## [Work to do]
Could you edit the records starting with the line with "Might I ask you to point at the logo" and going on through the line with "point(90, 181)", replacing "blue jeans" with "denim jeans" and leaving everything else unchanged? Return only those lines.

## [Provided material]
((

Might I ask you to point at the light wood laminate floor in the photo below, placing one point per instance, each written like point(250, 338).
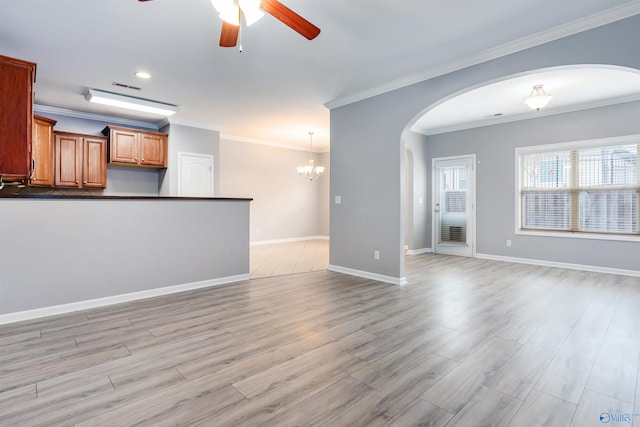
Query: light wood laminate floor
point(467, 342)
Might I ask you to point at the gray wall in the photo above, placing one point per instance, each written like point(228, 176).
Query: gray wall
point(417, 193)
point(285, 206)
point(64, 251)
point(367, 149)
point(191, 140)
point(495, 146)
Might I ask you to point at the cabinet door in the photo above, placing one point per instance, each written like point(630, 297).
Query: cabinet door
point(152, 150)
point(16, 115)
point(68, 161)
point(42, 152)
point(94, 174)
point(123, 147)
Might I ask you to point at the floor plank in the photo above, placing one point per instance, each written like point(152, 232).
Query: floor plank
point(466, 342)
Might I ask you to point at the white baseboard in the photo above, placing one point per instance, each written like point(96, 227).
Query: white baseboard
point(116, 299)
point(419, 251)
point(369, 275)
point(293, 239)
point(595, 269)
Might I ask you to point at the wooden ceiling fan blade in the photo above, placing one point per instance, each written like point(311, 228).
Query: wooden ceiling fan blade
point(229, 34)
point(288, 17)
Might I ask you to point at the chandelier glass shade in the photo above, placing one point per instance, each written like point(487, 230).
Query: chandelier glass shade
point(538, 98)
point(310, 171)
point(229, 10)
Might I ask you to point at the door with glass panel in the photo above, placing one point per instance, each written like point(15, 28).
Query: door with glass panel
point(453, 205)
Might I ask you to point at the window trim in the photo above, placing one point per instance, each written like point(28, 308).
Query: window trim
point(563, 146)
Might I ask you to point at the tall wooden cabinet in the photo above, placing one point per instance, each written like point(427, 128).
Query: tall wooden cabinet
point(136, 148)
point(42, 149)
point(16, 112)
point(80, 161)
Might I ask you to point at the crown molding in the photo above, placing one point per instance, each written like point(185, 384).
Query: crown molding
point(45, 109)
point(235, 138)
point(599, 19)
point(199, 125)
point(529, 115)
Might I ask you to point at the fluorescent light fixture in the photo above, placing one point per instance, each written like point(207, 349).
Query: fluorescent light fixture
point(130, 102)
point(229, 10)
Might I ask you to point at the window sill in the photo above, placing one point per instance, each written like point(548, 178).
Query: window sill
point(580, 235)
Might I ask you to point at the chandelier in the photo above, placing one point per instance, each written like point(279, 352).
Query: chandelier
point(538, 98)
point(310, 171)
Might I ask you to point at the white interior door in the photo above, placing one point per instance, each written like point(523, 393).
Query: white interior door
point(195, 175)
point(454, 205)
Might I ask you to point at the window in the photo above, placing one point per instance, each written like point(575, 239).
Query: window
point(589, 187)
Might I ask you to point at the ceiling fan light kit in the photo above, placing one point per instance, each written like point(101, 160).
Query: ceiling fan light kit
point(231, 12)
point(538, 98)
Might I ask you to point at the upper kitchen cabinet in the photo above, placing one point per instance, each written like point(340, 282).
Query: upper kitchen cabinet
point(80, 161)
point(42, 152)
point(136, 148)
point(16, 115)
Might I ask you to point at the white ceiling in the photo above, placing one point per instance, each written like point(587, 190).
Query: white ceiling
point(275, 91)
point(572, 88)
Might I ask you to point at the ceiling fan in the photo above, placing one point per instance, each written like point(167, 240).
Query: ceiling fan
point(231, 12)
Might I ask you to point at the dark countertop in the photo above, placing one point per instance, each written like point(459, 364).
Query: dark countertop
point(89, 197)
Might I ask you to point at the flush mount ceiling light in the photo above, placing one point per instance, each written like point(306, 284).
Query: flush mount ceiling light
point(130, 102)
point(143, 75)
point(538, 98)
point(310, 171)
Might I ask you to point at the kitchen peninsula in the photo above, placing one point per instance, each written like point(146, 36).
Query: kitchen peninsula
point(68, 253)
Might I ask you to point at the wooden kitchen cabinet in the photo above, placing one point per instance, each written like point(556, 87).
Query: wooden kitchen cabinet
point(42, 151)
point(16, 115)
point(80, 161)
point(136, 148)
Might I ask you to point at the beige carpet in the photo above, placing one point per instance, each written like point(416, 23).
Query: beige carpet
point(278, 259)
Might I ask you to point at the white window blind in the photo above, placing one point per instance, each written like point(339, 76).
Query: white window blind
point(592, 190)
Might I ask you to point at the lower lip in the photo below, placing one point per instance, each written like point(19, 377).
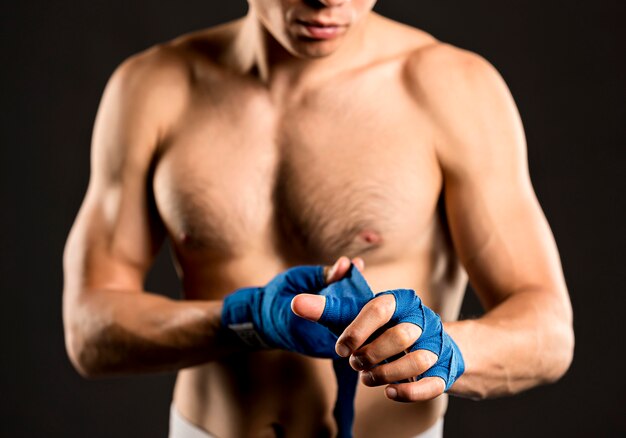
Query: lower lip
point(322, 32)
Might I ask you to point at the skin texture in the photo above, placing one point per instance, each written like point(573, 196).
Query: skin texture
point(253, 148)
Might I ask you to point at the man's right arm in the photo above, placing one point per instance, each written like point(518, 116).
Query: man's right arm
point(111, 324)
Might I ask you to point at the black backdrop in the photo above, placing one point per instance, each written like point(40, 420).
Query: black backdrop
point(563, 61)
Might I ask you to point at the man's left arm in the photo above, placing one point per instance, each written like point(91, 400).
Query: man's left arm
point(502, 238)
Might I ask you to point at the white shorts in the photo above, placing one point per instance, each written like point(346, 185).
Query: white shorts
point(180, 427)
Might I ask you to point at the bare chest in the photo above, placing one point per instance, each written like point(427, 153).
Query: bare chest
point(347, 171)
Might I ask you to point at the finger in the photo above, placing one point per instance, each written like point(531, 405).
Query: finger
point(393, 341)
point(422, 390)
point(308, 306)
point(372, 316)
point(337, 270)
point(359, 263)
point(405, 368)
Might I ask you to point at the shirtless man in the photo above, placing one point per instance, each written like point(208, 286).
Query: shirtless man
point(305, 131)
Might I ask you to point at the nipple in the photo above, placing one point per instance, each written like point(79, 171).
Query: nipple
point(371, 237)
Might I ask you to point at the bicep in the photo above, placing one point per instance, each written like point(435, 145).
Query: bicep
point(116, 233)
point(501, 236)
point(497, 225)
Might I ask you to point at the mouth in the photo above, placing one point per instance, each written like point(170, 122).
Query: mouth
point(320, 30)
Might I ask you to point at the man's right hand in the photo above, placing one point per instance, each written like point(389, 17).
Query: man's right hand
point(262, 316)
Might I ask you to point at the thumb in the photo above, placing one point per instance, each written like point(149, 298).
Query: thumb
point(308, 306)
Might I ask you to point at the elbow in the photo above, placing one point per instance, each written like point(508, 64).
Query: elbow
point(82, 356)
point(85, 348)
point(562, 347)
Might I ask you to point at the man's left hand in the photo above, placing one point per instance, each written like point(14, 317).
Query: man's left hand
point(431, 363)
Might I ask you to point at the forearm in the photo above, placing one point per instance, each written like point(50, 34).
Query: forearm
point(114, 332)
point(525, 341)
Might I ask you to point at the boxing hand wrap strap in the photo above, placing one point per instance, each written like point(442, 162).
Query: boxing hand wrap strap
point(409, 308)
point(262, 316)
point(344, 300)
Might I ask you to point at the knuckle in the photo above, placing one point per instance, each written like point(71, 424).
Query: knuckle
point(367, 357)
point(381, 375)
point(426, 358)
point(352, 338)
point(405, 335)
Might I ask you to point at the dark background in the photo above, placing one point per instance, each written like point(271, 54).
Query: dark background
point(563, 61)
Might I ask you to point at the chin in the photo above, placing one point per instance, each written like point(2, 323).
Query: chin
point(313, 49)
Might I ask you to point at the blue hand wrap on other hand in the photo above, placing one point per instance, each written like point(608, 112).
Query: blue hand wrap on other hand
point(262, 316)
point(344, 300)
point(409, 308)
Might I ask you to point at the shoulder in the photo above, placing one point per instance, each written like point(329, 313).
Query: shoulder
point(446, 75)
point(168, 71)
point(470, 106)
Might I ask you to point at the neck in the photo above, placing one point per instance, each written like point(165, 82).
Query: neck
point(259, 51)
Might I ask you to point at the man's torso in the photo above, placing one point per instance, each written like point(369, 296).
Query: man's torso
point(248, 184)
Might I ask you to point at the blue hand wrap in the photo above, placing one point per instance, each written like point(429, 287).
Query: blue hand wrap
point(344, 300)
point(409, 308)
point(262, 316)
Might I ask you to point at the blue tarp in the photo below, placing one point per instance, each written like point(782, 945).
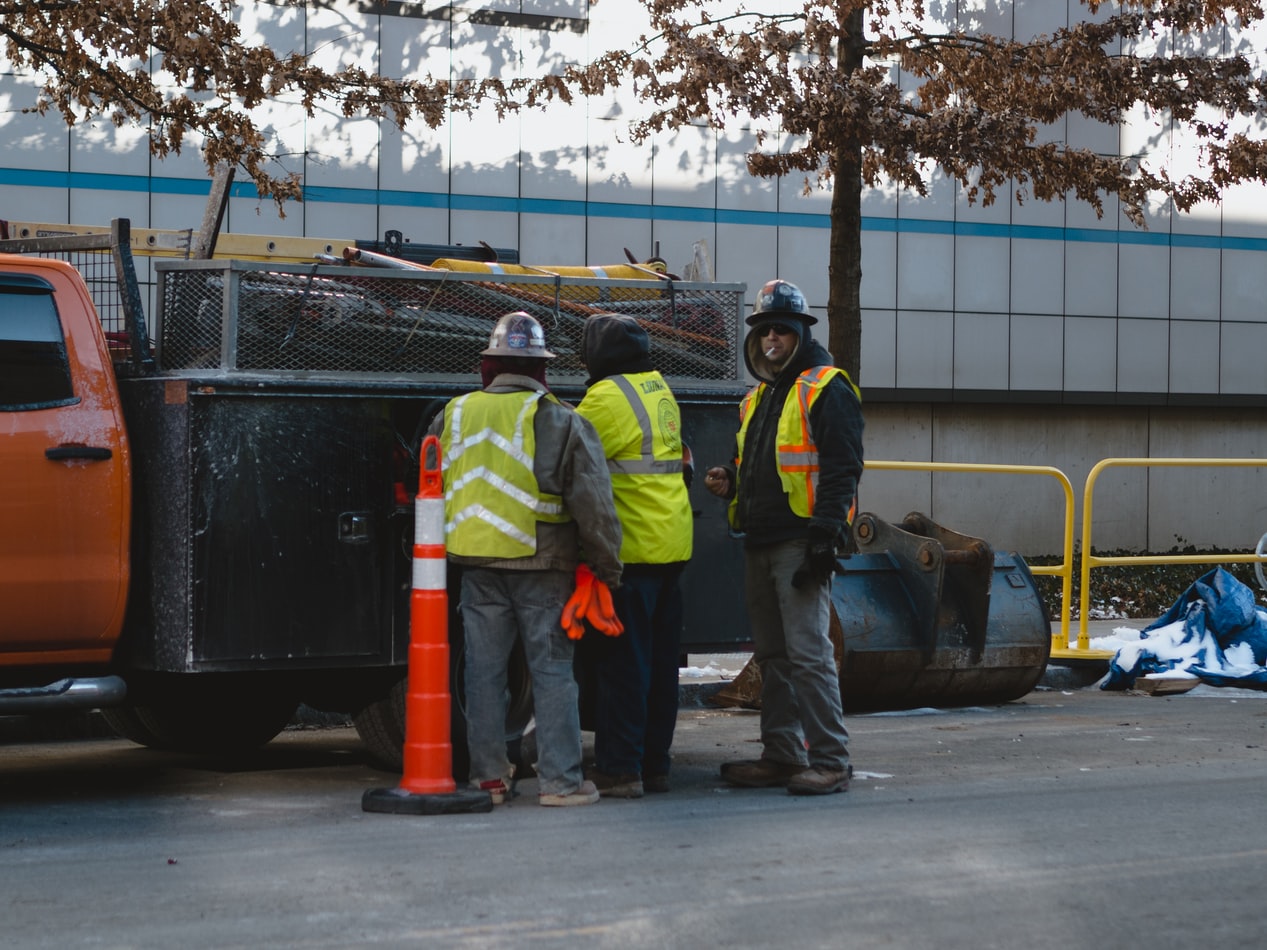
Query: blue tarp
point(1214, 631)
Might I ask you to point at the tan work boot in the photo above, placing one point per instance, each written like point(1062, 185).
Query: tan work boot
point(820, 780)
point(759, 773)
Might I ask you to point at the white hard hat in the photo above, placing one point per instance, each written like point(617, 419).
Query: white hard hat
point(518, 335)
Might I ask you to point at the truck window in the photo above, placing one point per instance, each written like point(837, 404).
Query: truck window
point(34, 371)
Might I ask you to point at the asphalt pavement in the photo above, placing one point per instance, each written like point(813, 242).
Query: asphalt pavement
point(1066, 818)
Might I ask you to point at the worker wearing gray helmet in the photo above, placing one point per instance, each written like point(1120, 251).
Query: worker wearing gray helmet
point(792, 490)
point(526, 489)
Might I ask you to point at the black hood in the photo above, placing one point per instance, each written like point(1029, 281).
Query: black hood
point(615, 343)
point(806, 352)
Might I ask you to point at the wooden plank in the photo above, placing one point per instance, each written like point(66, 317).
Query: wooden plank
point(1166, 685)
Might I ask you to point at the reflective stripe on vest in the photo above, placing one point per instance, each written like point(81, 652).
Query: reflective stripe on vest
point(796, 451)
point(492, 498)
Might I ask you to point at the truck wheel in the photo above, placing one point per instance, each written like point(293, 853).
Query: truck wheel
point(380, 723)
point(200, 720)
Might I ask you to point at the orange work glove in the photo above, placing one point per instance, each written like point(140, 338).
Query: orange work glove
point(602, 612)
point(578, 604)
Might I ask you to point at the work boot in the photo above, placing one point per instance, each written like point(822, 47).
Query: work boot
point(496, 788)
point(623, 785)
point(585, 794)
point(759, 773)
point(820, 780)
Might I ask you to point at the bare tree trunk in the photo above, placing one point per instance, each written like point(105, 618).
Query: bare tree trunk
point(845, 255)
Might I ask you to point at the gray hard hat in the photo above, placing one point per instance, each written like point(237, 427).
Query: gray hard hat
point(518, 335)
point(779, 299)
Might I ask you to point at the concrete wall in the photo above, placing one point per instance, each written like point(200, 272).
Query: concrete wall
point(1034, 333)
point(1137, 508)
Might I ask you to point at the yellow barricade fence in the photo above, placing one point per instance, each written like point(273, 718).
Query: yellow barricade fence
point(1090, 559)
point(1063, 570)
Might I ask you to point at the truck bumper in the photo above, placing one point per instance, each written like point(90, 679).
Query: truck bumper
point(63, 696)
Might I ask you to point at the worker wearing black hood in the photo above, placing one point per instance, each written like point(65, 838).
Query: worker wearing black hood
point(636, 697)
point(792, 489)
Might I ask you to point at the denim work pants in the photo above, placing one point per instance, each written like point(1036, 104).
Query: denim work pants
point(497, 607)
point(791, 633)
point(636, 673)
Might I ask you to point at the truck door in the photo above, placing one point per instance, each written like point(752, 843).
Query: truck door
point(63, 471)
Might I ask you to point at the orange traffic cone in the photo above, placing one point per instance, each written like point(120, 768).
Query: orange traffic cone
point(427, 783)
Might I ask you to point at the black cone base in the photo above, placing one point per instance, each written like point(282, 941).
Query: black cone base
point(397, 801)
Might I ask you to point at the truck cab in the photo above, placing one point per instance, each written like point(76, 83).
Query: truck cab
point(65, 513)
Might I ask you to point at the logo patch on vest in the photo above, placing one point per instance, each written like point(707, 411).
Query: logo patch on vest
point(668, 422)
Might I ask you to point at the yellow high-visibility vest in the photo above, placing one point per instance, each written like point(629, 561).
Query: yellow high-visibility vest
point(640, 426)
point(492, 498)
point(796, 451)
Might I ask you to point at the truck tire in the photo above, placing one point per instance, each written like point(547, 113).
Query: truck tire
point(203, 718)
point(380, 723)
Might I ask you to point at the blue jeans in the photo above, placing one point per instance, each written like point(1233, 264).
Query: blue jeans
point(792, 639)
point(498, 607)
point(636, 673)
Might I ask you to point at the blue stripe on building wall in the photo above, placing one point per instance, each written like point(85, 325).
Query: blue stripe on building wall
point(90, 181)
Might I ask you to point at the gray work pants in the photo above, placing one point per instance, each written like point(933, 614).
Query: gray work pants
point(499, 607)
point(791, 632)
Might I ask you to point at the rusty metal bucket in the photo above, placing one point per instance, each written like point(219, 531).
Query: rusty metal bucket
point(933, 617)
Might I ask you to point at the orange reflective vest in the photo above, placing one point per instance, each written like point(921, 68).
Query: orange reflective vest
point(797, 455)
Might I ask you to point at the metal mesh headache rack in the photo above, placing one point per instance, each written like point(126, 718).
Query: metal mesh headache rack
point(303, 319)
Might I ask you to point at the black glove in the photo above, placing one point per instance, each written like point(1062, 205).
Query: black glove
point(820, 561)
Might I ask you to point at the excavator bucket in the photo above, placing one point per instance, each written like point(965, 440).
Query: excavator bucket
point(925, 616)
point(931, 617)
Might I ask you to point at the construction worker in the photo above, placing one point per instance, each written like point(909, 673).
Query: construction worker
point(526, 488)
point(792, 488)
point(636, 674)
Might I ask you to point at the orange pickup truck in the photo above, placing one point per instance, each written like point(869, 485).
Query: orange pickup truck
point(202, 533)
point(66, 507)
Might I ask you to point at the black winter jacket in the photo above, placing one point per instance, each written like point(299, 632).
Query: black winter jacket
point(836, 422)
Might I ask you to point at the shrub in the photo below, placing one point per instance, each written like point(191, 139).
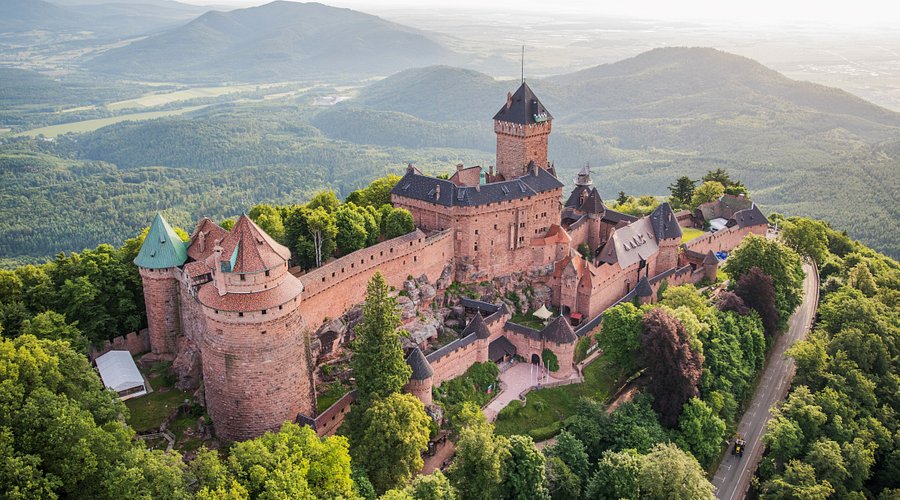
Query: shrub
point(581, 348)
point(550, 360)
point(545, 432)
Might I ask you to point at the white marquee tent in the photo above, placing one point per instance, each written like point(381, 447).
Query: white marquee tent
point(119, 373)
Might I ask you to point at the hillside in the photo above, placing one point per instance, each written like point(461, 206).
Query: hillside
point(279, 40)
point(803, 148)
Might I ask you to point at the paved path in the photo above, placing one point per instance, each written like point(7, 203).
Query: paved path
point(514, 380)
point(733, 475)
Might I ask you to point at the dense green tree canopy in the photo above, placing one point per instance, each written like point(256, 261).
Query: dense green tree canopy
point(776, 261)
point(619, 336)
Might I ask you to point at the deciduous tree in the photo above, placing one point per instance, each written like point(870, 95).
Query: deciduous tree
point(619, 336)
point(674, 367)
point(523, 471)
point(671, 474)
point(706, 192)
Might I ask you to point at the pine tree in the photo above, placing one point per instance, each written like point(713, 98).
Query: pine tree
point(378, 364)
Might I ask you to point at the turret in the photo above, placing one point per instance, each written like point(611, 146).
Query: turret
point(158, 260)
point(422, 379)
point(522, 127)
point(255, 360)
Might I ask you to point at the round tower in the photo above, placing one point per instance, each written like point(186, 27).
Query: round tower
point(255, 357)
point(158, 260)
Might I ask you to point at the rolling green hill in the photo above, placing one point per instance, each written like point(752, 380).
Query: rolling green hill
point(802, 148)
point(277, 41)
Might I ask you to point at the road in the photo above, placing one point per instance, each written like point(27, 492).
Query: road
point(732, 478)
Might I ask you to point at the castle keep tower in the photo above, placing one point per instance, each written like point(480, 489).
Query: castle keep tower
point(255, 360)
point(158, 260)
point(523, 127)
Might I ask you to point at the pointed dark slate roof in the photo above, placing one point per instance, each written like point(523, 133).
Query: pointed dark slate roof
point(665, 224)
point(643, 288)
point(251, 250)
point(523, 108)
point(575, 197)
point(750, 217)
point(560, 331)
point(162, 247)
point(593, 204)
point(478, 327)
point(421, 368)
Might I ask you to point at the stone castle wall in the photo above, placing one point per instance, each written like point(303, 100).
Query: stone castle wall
point(256, 371)
point(134, 342)
point(724, 240)
point(333, 288)
point(161, 299)
point(518, 145)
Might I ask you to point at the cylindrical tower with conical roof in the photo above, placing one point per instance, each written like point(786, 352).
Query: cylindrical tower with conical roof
point(255, 357)
point(158, 260)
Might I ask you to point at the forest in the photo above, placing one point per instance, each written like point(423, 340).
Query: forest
point(698, 358)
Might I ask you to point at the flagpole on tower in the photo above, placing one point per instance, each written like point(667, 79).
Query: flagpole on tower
point(523, 64)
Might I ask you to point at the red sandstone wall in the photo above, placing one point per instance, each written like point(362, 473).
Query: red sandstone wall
point(193, 320)
point(333, 288)
point(134, 342)
point(725, 240)
point(457, 362)
point(328, 422)
point(517, 145)
point(255, 370)
point(161, 297)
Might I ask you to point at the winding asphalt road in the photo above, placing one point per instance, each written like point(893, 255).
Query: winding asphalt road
point(733, 475)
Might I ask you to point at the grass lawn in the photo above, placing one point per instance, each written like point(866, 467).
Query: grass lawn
point(689, 233)
point(148, 412)
point(721, 275)
point(529, 320)
point(330, 395)
point(547, 408)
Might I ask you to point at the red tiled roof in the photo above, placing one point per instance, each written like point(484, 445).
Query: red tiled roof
point(248, 302)
point(256, 250)
point(201, 247)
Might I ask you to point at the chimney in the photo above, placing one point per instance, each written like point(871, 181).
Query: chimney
point(218, 273)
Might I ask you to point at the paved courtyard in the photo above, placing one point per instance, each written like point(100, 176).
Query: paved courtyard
point(517, 378)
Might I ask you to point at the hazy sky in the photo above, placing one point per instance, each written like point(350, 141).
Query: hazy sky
point(836, 12)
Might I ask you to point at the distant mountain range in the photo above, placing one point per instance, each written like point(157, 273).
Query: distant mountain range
point(803, 148)
point(108, 19)
point(279, 40)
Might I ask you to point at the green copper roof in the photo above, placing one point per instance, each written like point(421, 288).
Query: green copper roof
point(162, 248)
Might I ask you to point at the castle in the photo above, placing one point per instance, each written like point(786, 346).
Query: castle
point(226, 306)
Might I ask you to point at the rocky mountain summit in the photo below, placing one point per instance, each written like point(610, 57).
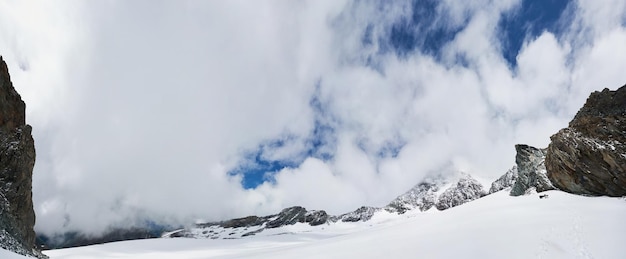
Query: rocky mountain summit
point(17, 159)
point(505, 181)
point(589, 156)
point(434, 192)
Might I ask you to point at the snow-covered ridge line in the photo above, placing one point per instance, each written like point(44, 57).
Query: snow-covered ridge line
point(434, 192)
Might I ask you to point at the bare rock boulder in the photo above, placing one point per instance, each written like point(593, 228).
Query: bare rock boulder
point(589, 156)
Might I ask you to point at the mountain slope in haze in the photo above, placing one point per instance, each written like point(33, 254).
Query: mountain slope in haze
point(495, 226)
point(434, 192)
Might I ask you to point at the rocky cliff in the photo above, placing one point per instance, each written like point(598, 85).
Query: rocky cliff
point(589, 156)
point(465, 190)
point(531, 171)
point(17, 158)
point(506, 181)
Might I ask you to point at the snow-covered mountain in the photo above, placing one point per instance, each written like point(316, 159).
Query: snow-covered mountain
point(495, 226)
point(434, 192)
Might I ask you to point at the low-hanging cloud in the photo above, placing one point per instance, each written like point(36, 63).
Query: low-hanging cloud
point(142, 110)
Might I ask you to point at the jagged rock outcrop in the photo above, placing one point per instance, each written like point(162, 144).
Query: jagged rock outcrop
point(17, 159)
point(423, 196)
point(465, 190)
point(531, 171)
point(589, 156)
point(252, 225)
point(363, 213)
point(505, 181)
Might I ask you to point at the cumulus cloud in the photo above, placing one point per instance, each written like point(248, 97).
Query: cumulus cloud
point(143, 110)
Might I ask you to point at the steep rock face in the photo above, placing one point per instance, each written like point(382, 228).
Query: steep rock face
point(589, 156)
point(465, 190)
point(505, 181)
point(531, 171)
point(17, 158)
point(423, 196)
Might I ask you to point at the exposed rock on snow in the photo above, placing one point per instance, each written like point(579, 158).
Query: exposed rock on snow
point(251, 225)
point(588, 157)
point(465, 190)
point(364, 213)
point(531, 171)
point(505, 181)
point(17, 158)
point(423, 196)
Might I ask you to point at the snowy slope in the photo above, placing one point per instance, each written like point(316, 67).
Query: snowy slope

))

## [Result for this exercise]
Might I ask you to point at the logo patch on vest in the photo above, placing one point per instance, each written like point(707, 411).
Query: logo patch on vest
point(668, 422)
Might I ask you to point at the yellow high-visibility vest in the photo above, placing one point per instance, each written like point(629, 561).
Query: yellow high-visibility vest
point(640, 426)
point(492, 498)
point(796, 451)
Might I ask you to point at the truck tire in the photo above, placing one point per instance, each written like point(547, 113).
Query: truck tire
point(203, 718)
point(380, 723)
Might I ask you to point at the denim jeans in the photo above, placing one point per instance, each written like point(1233, 264).
Query: denim jeans
point(792, 639)
point(498, 607)
point(636, 673)
Might I ask you to point at the blue stripe on building wall in the photo above, placing one point per instance, each written like point(85, 325).
Query: blue stripe on building wall
point(90, 181)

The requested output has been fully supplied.